**WRITTEN TASK 1**: In the NLTK notebook text, what file does the code open and read as raw data?
**WRITTEN TASK 2**: In the NLTK notebook text, turn the paragraph beginning "It could mean binary data" into a short list.
**WRITTEN TASK 3**: Carry the NLTK notebook text forward from its last line.

━━━━━ READING TEXT

What can you do with NLTK?

In [4]:
# an example to view the stopwords in nltk library
from nltk.corpus import stopwords

# view all the stopwords in english langauge with an incremenet of 25 up to 500 words
stopwords.words('english')[0:500:25]
Out[4]:
['i', 'herself', 'been', 'with', 'here', 'very', 'doesn', 'won']

Unstructured data

It could mean binary data or data with no delimiters or no indication of rows

Reading in text data (Method 1: Lengthy way)

In [5]:
# Reading the raw file
rawData = open("SMSSpamCollection.tsv").read()

# Printing out the raw data
rawData[0:500]
Out[5]:
"ham\tI've been searching for the right words to thank you for this breather. I promise i wont take your help for granted and will fulfil my promise. You have been wonderful and a blessing at all times.\nspam\tFree entry in 2 a wkly comp to win FA Cup final tkts 21st May 2005. Text FA to 87121 to receive entry question(std txt rate)T&C's apply 08452810075over18's\nham\tNah I don't think he goes to usf, he lives around here though\nham\tEven my brother is not like to speak with me. They treat me like aid"
In [6]:
# replacing \t with \n
parsedData = rawData.replace('\t', '\n')
print(parsedData[0:500])
ham
I've been searching for the right words to thank you for this breather. I promise i wont take your help for granted and will fulfil my promise. You have been wonderful and a blessing at all times.
spam
Free entry in 2 a wkly comp to win FA Cup final tkts 21st May 2005. Text FA to 87121 to receive entry question(std txt rate)T&C's apply 08452810075over18's
ham
Nah I don't think he goes to usf, he lives around here though
ham
Even my brother is not like to speak with me. They treat me like aid
In [7]:
# converting text into list by using split
parsedData = parsedData.split('\n')
parsedData[0:4]
Out[7]:
['ham',
 "I've been searching for the right words to thank you for this breather. I promise i wont take your help for granted and will fulfil my promise. You have been wonderful and a blessing at all times.",
 'spam',
 "Free entry in 2 a wkly comp to win FA Cup final tkts 21st May 2005. Text FA to 87121 to receive entry question(std txt rate)T&C's apply 08452810075over18's"]
In [8]:
#creating a label list of ham and spam 
labelList = parsedData[0::2]

#creating a text list 
textList = parsedData[1::2]

print(labelList[0:5])

━━━━━━━━━━
━━━━━ MATERIAL

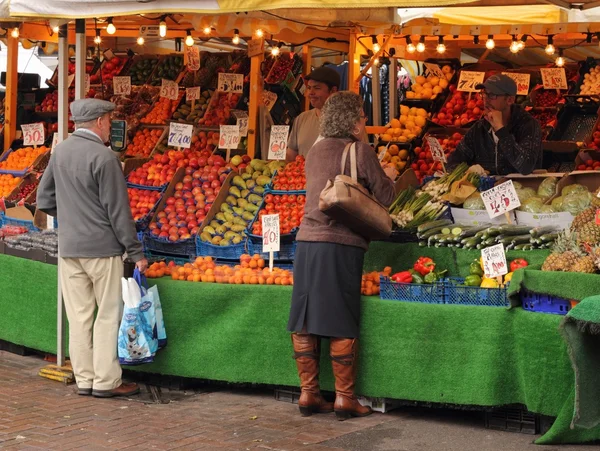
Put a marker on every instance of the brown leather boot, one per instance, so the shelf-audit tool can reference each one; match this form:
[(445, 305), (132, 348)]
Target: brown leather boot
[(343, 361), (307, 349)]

━━━━━━━━━━

**TASK RESULT 1**: SMSSpamCollection.tsv

**TASK RESULT 2**:
Unstructured data could mean:
- binary data
- data with no delimiters
- data with no indication of rows

**TASK RESULT 3**:
print(textList[0:5])
['ham', 'spam', 'ham', 'ham', 'ham']
["I've been searching for the right words to thank you for this breather. I promise i wont take your help for granted and will fulfil my promise. You have been wonderful and a blessing at all times.", "Free entry in 2 a wkly comp to win FA Cup final tkts 21st May 2005. Text FA to 87121 to receive entry question(std txt rate)T&C's apply 08452810075over18's", "Nah I don't think he goes to usf, he lives around here though", 'Even my brother is not like to speak with me. They treat me like aids patent.', 'I HAVE A DATE ON SUNDAY WITH WILL!!']
In [9]:
#combining labelList and textList using pandas 
import pandas as pd

fullCorpus = pd.DataFrame({
    'label': labelList,
    'body_list': textList})

fullCorpus.head() # will throw an error as arrays are not of same length
---------------------------------------------------------------------------
ValueError                                Traceback (most recent call last)
<ipython-input-9-4d9c660d1021> in <module>
      4 fullCorpus = pd.DataFrame({
      5     'label': labelList,
----> 6     'body_list': textList})
      7 
      8 fullCorpus.head() # will throw an error as arrays are not of same length

~\AppData\Local\Continuum\anaconda3\lib\site-packages\pandas\core\frame.py in __init__(self, data, index, columns, dtype, copy)
    390                                  dtype=dtype, copy=copy)
    391         elif isinstance(data, dict):
--> 392             mgr = init_dict(data, index, columns, dtype=dtype)
    393         elif isinstance(data, ma.MaskedArray):
    394             import numpy.ma.mrecords as mrecords

~\AppData\Local\Continuum\anaconda3\lib\site-packages\pandas\core\internals\construction.py in init_dict(data, index, columns, dtype)
    210         arrays = [data[k] for k in keys]
    211 
--> 212     return arrays_to_mgr(arrays, data_names, index, columns, dtype=dtype)
    213 
    214 

~\AppData\Local\Continuum\anaconda3\lib\site-packages\pandas\core\internals\construction.py in arrays_to_mgr(arrays, arr_names, index, columns, dtype)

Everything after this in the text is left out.